Text under study: Begin

Saturday, September 29, 2007

GLenn Greenwald: Fight fire with Fire

Glen Greenwald is absolutely right on this. Of course the devil is, as always, in the details.

Sunday, September 23, 2007

Protesting Democrats: The Radical Option

There has been a continuing tension on the Democratic side of the political divide over the efficacy of mass protest. Many have expressed the view that such activities are a waste of time and resources, even counter productive. Recent events in Jena, LA have led some to reconsider this position. Some now, rather grudgingly, admit that national mobilizations may make sense in certain cases but only as a media tool rather than as part of an overall political strategy. I believe this revised view shares with its predecessor a fundamentally flawed political perception at odds with democratic values.

Frankly, I think the attitude that one takes toward mass protest is a significant dividing line between progressive political activists and those who imagine themselves to be such but who are actually a variety of political technocrat.

You can see this in the thrust of their complaints. Mass protest are indicted because they can't be shown to have an immediate impact on policy. They are scorned because their results cannot be tabulated and quantified. They are events that take place outside of the formal political structures and serve no institutional purpose. Indeed, mass protests are by nature anti-institutional.

Of course such criticism can only be definitive if one takes the position that institutional means are complete and sufficient in themselves to effect necessary political change. An effective progressive political activism cannot be limited to such a narrow field of activity. At least not if such "progressivism" embraces a democratic character.

Democratic politics, like democracy itself, cannot be reduced to electoral activity alone. Elections do not define democracy nor do institutions define a democratic society. Rather, elections and political institutions are defined by the democratic character of the society that produces them. Those who imagine that one can have a Democratic society without the inconvenience of an aroused and mobilized citizenry, willing to operate outside of existing structures, don't grasp the essential principles of democracy: the empowering of the otherwise powerless and the negation of accumulated privilege and power in the hands of a favored few.

Mass protest is at least as much about its effect on those who participate as it is about the impact on institutions or elected officials. Perhaps moreso. When such protests are broad and inclusive, they have an energizing and emancipatory effect on those participating, if for no other reason than that they break through the sense of isolation and irrelevance inculcated by the dominant institutional narratives.

Such a sense of empowerment, where present, is infectious. It is carried by participants back into their communities and transmitted to their friends and neighbors. In short, mass protest is a necessary building block toward the creation of a mass movement.

It's worth recalling that there has never been a fundamental reordering of political or social relations in US history that was not accompanied by such a movement. Nor did such movements evaporate with the election of candidates nominally committed to their goals. They remained active and watchful to insure that such commitment amounted to more than electoral rhetoric.

It's also worthwhile to recognize that longstanding institutions, whatever their presumed democratic impulse, are always biased towards maintaining the status quo. Institutions always favor established modes, forms and relationships of power. This being the case, they cannot, by themselves, be effective tools for challenging the ruling narrative or consensus.

This brings us to the grittier side of mass protest. The implicit threat of mass defection by the citizenry from the cramped norms of established politics. The repudiation of the legitimacy such norms and the resort to a politics at war with established institutions of power both political and social.

Text under study: End
Information: Begin

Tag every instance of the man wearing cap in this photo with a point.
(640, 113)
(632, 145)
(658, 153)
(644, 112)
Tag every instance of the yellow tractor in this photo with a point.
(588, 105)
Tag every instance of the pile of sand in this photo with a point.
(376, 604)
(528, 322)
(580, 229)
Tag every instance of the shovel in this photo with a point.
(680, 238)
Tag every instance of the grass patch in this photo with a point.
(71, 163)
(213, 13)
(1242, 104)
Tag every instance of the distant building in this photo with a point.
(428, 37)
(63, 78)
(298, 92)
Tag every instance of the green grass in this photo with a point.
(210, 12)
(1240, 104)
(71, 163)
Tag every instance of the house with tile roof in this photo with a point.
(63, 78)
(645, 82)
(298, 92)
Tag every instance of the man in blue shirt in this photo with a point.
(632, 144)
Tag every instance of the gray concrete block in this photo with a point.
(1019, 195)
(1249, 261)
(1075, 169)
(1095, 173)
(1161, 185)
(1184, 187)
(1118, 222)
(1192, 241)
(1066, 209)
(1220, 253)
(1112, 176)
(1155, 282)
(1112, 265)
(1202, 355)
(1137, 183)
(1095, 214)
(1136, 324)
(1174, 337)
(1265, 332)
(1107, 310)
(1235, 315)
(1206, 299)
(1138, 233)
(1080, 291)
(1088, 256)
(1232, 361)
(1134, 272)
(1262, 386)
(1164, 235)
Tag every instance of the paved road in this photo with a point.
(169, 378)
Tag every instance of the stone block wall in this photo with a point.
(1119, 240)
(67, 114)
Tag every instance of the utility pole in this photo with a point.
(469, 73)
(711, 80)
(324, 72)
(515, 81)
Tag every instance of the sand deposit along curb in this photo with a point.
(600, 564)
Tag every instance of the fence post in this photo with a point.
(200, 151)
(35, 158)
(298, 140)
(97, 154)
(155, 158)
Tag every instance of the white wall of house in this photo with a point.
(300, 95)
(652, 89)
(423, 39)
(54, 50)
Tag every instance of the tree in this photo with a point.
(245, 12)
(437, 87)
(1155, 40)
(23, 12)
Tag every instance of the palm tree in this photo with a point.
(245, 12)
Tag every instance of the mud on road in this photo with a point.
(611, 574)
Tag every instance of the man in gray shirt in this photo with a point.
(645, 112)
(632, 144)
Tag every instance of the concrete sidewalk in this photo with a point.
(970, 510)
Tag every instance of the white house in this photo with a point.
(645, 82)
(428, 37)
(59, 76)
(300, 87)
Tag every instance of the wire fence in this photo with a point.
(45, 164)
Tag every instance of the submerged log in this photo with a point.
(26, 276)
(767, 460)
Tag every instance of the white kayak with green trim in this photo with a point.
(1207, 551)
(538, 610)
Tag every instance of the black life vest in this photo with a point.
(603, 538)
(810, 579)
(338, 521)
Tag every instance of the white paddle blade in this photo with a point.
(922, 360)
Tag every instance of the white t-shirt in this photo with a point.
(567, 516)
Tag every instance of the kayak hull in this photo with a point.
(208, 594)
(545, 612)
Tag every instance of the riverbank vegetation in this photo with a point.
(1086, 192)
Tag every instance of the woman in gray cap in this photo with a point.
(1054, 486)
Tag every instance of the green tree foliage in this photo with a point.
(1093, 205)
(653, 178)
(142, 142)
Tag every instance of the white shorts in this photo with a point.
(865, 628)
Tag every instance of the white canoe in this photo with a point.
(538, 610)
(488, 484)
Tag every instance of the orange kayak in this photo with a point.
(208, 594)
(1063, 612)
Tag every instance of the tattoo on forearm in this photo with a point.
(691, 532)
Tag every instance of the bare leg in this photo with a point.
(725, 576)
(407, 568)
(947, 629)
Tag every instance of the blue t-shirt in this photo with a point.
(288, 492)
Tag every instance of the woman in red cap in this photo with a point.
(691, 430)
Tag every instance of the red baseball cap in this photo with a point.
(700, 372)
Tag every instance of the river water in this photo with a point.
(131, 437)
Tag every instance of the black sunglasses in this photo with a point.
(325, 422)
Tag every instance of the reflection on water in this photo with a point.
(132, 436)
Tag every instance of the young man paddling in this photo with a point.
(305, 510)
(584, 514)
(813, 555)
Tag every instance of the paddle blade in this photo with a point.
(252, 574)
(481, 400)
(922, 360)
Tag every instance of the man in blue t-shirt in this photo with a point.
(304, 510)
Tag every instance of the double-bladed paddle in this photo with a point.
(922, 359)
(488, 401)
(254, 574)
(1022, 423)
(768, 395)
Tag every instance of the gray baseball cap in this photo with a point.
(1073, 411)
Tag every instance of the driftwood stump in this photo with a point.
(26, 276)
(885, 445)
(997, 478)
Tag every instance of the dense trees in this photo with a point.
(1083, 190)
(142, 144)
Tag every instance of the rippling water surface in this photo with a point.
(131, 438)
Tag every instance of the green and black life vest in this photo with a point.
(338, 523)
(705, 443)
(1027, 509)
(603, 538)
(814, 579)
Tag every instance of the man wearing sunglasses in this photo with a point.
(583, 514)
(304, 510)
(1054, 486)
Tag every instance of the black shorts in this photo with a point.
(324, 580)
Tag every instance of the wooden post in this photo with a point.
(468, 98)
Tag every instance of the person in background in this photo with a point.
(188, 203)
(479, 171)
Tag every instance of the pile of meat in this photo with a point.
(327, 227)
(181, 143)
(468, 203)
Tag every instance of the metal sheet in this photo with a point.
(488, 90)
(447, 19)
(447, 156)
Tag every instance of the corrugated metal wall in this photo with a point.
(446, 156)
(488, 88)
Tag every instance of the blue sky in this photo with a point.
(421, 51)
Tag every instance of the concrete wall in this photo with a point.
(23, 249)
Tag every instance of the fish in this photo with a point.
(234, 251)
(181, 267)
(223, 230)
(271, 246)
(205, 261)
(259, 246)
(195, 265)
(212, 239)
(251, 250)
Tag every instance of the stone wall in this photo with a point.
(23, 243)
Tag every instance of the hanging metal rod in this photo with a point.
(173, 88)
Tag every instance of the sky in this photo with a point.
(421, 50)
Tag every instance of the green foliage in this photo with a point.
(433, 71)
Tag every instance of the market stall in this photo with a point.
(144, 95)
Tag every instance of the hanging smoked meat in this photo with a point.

Information: End

* _Exercise details_:
In two sentences, summarize the post titled "Protesting Democrats: The Radical Option." The lines are separate material and have nothing to do with the text.

* _Output below_:
The post argues that Democrats who dismiss mass protest, or accept it only as a media tool, hold a view at odds with democratic values, because democracy cannot be reduced to elections and institutions, which are always biased toward the status quo. Mass protest energizes participants, spreads a sense of empowerment into their communities, and builds toward the mass movements that have accompanied every fundamental reordering of political or social relations in US history.